(SET PROBLEM):
Rewrite all of the data below as a numbered list, omitting any blank lines.

(Point annotation data)
----------------------------------------

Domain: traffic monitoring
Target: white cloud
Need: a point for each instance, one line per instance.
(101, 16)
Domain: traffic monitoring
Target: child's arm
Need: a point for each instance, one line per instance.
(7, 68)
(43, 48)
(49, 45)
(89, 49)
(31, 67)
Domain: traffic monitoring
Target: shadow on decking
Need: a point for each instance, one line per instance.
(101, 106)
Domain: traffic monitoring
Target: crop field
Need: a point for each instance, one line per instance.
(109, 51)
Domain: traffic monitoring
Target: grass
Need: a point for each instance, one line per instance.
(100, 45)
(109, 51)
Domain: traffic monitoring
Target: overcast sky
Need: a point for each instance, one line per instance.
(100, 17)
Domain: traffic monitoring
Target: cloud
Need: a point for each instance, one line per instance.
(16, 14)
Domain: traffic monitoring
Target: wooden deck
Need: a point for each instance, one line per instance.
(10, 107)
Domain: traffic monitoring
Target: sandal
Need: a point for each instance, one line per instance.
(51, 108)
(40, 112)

----------------------------------------

(TASK SOLUTION):
1. Domain: traffic monitoring
2. Target: white cloud
3. Need: a point for each instance, one line per instance.
4. (101, 16)
5. Domain: traffic monitoring
6. Target: child's arm
7. Need: a point for each instance, one line per instance.
8. (7, 68)
9. (43, 48)
10. (49, 45)
11. (89, 49)
12. (31, 67)
13. Domain: traffic monitoring
14. Target: shadow on decking
15. Need: a point for each instance, one line per instance.
16. (101, 106)
17. Domain: traffic monitoring
18. Target: crop field
19. Need: a point for each instance, one line per instance.
20. (109, 51)
21. Domain: traffic monitoring
22. Target: grass
23. Need: a point for each instance, one line per instance.
24. (100, 45)
25. (109, 51)
26. Domain: traffic monitoring
27. Target: overcast sky
28. Need: a point for each instance, one line per instance.
29. (100, 17)
30. Domain: traffic monitoring
31. Target: cloud
32. Need: a point for each instance, one line per instance.
33. (16, 14)
34. Domain: traffic monitoring
35. Target: wooden deck
36. Need: a point for each instance, one line per instance.
37. (10, 107)
38. Domain: traffic monitoring
39. Target: sandal
40. Need: a point for each instance, one line per instance.
41. (51, 108)
42. (40, 112)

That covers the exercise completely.